#### Try it:
An exact copy of the entries is required, excluding any pictures.

#### Records for this exercise:
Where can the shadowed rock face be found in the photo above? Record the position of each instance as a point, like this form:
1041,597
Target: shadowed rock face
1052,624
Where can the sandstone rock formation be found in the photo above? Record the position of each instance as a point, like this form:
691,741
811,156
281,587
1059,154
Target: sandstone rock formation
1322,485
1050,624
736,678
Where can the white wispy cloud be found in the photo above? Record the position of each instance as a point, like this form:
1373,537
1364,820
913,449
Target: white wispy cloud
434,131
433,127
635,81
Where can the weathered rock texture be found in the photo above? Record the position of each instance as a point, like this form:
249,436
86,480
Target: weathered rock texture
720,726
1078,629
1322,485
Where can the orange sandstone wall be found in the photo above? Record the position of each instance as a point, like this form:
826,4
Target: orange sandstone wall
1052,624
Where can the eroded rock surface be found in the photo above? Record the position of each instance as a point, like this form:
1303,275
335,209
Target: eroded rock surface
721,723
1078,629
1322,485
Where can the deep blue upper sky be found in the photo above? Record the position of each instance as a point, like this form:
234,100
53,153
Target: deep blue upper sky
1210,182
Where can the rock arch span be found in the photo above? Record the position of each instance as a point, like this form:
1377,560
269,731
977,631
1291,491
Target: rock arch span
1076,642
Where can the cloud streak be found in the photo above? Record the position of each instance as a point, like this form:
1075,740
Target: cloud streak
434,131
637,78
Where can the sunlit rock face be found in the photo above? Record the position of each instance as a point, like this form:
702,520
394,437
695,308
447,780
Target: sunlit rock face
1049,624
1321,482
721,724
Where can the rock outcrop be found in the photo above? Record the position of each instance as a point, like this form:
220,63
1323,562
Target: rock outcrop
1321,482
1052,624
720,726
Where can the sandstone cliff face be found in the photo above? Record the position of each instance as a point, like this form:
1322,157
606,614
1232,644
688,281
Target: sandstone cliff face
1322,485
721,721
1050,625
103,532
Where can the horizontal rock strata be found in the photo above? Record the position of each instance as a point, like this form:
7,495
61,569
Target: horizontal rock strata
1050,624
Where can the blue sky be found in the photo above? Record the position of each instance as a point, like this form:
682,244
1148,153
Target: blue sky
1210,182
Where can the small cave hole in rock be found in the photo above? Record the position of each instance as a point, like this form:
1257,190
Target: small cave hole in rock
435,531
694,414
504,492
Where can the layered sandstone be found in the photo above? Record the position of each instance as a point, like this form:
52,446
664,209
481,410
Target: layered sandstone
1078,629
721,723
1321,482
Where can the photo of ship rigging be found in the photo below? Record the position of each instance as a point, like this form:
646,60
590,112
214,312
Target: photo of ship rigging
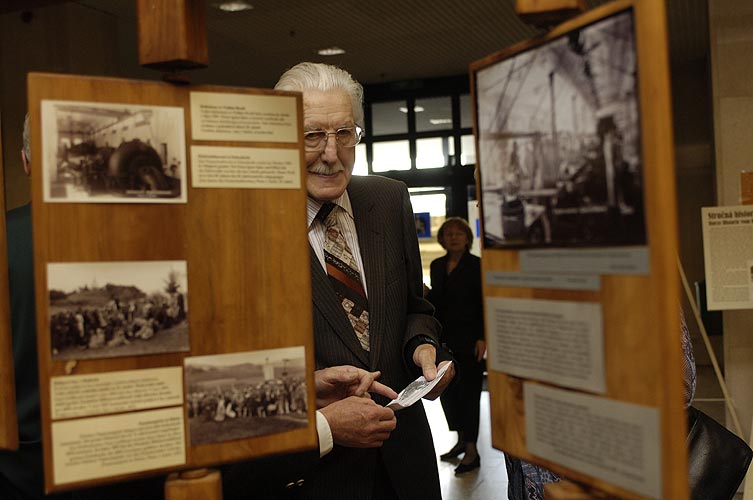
559,145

#### Response for this exercise:
Where can the shadowed rock face be found in the photo above? Record the position of each instance as a point, like this form:
1041,597
Target: shadowed rock face
1052,624
Where can the sandstone rock formation be found in the photo above? Record the position of each instance as a point, like this form:
691,741
811,156
281,587
1059,154
Target: sandstone rock formation
1322,485
1050,624
736,678
Where can the white wispy cloud be found in the photo above? Record the position of each instance as a point, like this form:
1373,537
1364,820
913,449
Target: white wispy cloud
434,131
433,127
635,81
Where can the weathered rock texture be found in the photo above? Record the position of each instance as a point, like this form:
249,436
86,480
Target: weathered rock texture
720,726
1078,629
1322,485
Where can the orange sandstone wall be found in the photo above? Record the position of each instance as a point, like this form:
826,4
Target: orange sandstone wall
1052,624
Where can the eroded rock surface be found in the photo above? Record the position of each instance as a point, like this form:
1303,275
335,209
Target: eroded rock surface
721,723
1078,629
1322,485
Where can the deep blue upper sky be found in the photo above? Record the position of each instance as a point, like this form:
234,100
53,153
Target: deep blue upper sky
1210,182
Where can the rock arch span be found in the photo above? Record the position of each instance as a point, like this form:
1377,560
269,731
977,631
1291,491
Target: rock arch span
1076,642
Where can the cloud streak be found in the photo above? Record the position of each instance as a point, like this form:
1075,740
Target: cloud streak
434,131
637,78
Where can the sunlit rock face be found in the photo above? Record the position of each instance as a point, like this form:
702,520
394,437
695,308
447,780
Target: sunlit rock face
1049,624
1321,482
721,724
Where can the rock outcrop be found in the photo above? Record the position of each instance as a point, like this form:
220,63
1323,562
Target: rock outcrop
1321,482
1052,624
720,726
Where can the sandstone cliff face be found in the photo above? Record the position of each instance as a point, like this form:
1322,157
606,614
1232,644
688,281
Target: sandstone cliff face
1322,485
721,721
1050,625
103,532
Where can the horizontal rock strata be found in the photo above? Record the position of each instance as a point, like this form:
7,495
61,569
Target: horizontal rock strata
1050,624
Where can the blue sky be found in the photo above? Record the position of each instance as a point, like this form:
682,244
1148,153
Target: blue sky
1210,182
Where can the small cave hole in rock be found in the photo above? Record the position of each instance as a point, like this form:
1257,190
Target: small cave hole in rock
435,531
694,414
504,492
Where can the layered sandstone be found in the photo above? Record the position of each instance as a point, like this form:
52,446
664,209
481,410
Target: layered sandstone
1078,629
721,723
1321,482
Where can the photo of ship rigging be found in the photo below? Record the position of each instance as a point, like this form:
646,60
590,112
214,312
Target: photo of ship rigging
559,145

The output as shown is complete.